(Stored data entries)
☆ ☆ ☆
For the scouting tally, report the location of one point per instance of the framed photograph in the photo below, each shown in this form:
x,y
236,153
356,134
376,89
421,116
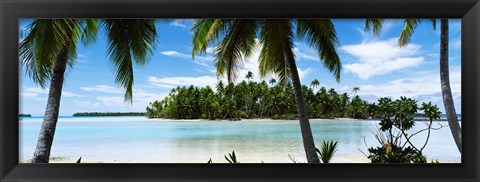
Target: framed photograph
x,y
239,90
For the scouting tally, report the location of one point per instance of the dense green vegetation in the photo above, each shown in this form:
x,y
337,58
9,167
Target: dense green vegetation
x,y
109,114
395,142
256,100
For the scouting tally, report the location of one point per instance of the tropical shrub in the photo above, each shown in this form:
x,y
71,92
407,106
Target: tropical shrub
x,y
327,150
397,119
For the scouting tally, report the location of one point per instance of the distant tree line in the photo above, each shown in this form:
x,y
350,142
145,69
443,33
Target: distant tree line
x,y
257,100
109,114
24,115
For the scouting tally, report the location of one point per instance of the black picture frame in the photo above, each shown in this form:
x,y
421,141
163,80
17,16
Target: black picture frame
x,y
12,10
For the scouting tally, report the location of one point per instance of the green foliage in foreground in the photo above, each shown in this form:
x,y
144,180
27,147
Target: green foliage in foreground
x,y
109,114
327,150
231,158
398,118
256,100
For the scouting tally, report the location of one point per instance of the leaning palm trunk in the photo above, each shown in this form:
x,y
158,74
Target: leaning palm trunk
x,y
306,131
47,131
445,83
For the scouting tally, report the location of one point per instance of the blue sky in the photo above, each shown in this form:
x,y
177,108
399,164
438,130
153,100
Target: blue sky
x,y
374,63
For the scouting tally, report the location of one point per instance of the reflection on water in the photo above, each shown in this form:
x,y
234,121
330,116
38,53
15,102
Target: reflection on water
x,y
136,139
☆ ☆ ☆
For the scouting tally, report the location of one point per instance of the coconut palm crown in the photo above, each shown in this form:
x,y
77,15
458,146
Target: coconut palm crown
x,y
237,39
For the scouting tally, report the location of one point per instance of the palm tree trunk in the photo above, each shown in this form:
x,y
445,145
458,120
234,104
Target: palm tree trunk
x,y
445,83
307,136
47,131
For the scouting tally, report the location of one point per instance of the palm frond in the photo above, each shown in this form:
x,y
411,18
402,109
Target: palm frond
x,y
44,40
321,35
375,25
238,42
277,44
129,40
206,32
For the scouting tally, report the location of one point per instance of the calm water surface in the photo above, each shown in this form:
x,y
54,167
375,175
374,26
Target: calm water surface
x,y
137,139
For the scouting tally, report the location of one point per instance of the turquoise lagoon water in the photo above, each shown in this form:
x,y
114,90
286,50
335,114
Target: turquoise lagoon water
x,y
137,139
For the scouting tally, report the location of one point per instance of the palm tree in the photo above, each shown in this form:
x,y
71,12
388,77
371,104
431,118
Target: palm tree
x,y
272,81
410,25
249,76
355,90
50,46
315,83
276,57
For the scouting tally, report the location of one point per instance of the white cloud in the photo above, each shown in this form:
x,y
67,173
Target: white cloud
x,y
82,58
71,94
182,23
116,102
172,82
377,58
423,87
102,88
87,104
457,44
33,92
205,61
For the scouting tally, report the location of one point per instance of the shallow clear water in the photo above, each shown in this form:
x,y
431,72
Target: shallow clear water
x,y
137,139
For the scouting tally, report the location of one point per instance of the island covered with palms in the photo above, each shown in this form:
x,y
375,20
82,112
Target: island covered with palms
☆ ☆ ☆
The word "with" occurs on some lines of the data. Give the number of those lines only.

§ **Task answer**:
2